Stated goal A
Return every line of the records below that contains the word "sunglasses".
═══
How JioCinema live streams IPL to 20 million concurrent devices?

Published in

Debugging Diaries

2 min readMay 23, 2024

While scrolling through YouTube, I came across a recommended video that piqued my interest. Fascinated by large-scale systems, I decided to listen to the conversation between Arpit Bhayani and Prachi Sharma. Here are key take aways from this:

Handling System Failures and Setting Priorities

Things will inevitably go wrong. No matter how much effort you put into making your system robust, failures are bound to happen. It’s all about how you handle these issues and set your priorities correctly. Prachi shared valuable insights on how they classify features into P0, P1, and P2 categories. By prioritizing these features appropriately, they can take action and address issues effectively while keeping the system running smoothly.

Ensuring Seamless User Experience Despite Errors

Prachi also emphasized that customers should not always be presented with an error screen when something goes wrong. For example, if the chat feature fails during a live match, it shouldn’t interrupt the entire stream with an error message. Instead, the main content should continue running smoothly, ensuring a seamless experience of primary features for the users even if secondary features encounter issues. This approach helps maintain user satisfaction and minimizes disruptions.

The Importance of Efficiently Scaling Down

While many focus on scaling up when discussing large-scale systems, Prachi highlighted the importance of efficiently scaling down. After a game, it’s not feasible to simply shut down all the extra systems, as a significant number of users remain on the platform exploring other content. To address this, they use a laddering approach to scale down gradually, adjusting the system based on the traffic on the platform. This method ensures resources are used efficiently while still accommodating the ongoing user activity.
═══
Stated goal B
According to the post about JioCinema's IPL streaming, what approach is used to scale down the system after a game?
═══
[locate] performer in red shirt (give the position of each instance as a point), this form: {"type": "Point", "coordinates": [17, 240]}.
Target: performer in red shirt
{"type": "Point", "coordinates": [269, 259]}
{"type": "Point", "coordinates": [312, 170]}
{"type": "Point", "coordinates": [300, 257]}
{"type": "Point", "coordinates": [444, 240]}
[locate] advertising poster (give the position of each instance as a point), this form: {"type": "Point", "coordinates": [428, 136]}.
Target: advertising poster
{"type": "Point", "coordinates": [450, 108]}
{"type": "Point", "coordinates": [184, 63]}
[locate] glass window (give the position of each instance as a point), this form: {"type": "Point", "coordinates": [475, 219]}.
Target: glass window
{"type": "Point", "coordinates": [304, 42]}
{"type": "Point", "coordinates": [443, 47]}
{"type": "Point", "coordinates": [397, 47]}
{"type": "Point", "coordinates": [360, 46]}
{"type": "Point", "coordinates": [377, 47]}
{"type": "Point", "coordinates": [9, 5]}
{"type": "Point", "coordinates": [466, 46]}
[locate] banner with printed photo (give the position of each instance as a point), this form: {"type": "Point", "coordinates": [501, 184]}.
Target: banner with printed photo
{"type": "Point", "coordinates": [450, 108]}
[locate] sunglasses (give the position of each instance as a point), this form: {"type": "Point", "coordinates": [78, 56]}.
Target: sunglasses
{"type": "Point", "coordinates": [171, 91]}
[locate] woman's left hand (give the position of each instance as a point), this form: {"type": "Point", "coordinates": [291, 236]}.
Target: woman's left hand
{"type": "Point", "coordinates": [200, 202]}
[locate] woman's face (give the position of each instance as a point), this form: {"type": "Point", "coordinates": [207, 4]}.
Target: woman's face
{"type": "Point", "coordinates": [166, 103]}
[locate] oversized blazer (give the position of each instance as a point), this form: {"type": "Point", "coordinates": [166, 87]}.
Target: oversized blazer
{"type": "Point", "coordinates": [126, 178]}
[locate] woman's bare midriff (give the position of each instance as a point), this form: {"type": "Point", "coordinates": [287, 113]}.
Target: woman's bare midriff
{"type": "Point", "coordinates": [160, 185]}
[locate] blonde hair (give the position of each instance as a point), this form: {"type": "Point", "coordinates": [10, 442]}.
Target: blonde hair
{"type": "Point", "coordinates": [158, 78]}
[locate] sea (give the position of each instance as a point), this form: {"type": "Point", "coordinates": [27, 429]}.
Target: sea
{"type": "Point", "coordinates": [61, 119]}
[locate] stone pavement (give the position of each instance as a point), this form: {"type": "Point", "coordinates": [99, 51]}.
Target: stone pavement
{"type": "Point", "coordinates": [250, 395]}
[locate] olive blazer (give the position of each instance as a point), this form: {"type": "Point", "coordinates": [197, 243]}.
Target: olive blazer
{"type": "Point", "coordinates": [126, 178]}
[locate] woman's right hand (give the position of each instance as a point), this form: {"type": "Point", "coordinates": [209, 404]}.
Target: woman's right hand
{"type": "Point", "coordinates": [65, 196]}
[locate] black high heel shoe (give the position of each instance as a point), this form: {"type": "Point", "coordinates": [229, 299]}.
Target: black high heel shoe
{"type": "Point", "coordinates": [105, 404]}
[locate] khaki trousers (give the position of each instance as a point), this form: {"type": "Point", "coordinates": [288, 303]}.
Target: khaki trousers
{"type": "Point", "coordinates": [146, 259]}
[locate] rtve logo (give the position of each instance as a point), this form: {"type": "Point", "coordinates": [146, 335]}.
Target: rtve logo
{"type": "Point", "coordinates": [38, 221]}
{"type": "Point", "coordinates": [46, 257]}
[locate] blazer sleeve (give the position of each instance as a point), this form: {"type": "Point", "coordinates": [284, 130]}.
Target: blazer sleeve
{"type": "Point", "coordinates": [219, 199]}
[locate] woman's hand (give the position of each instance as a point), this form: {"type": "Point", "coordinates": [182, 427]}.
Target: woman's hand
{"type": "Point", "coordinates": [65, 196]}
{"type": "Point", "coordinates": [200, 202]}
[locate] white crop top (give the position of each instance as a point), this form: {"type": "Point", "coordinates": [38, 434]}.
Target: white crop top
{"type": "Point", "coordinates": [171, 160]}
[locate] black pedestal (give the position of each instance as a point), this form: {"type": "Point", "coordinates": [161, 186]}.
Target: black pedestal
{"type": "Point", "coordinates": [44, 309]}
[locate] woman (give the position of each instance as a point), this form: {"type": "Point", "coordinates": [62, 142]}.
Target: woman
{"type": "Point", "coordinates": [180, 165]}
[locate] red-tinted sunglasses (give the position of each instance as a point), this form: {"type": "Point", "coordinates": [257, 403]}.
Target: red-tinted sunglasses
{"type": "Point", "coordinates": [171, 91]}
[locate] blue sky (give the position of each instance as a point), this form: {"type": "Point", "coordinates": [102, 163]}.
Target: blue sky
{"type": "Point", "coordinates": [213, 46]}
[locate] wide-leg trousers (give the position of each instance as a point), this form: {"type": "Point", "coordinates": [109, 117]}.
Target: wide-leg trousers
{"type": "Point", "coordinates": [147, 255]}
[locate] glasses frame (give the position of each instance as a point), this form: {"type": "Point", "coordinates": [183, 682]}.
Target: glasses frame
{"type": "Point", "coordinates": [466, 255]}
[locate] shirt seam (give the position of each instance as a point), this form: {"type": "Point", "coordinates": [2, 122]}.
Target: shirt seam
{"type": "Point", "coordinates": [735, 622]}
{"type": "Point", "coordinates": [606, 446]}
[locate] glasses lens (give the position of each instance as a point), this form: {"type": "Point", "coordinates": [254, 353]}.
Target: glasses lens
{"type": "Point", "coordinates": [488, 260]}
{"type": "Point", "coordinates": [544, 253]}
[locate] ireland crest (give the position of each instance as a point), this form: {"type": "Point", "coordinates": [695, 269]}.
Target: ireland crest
═══
Written response A
[locate] sunglasses (give the position of each instance as a point), this form: {"type": "Point", "coordinates": [78, 56]}.
Target: sunglasses
[locate] red-tinted sunglasses (give the position of each instance as a point), this form: {"type": "Point", "coordinates": [257, 403]}.
Target: red-tinted sunglasses

Written response B
A laddering approach that scales down gradually, adjusting the system based on the traffic on the platform.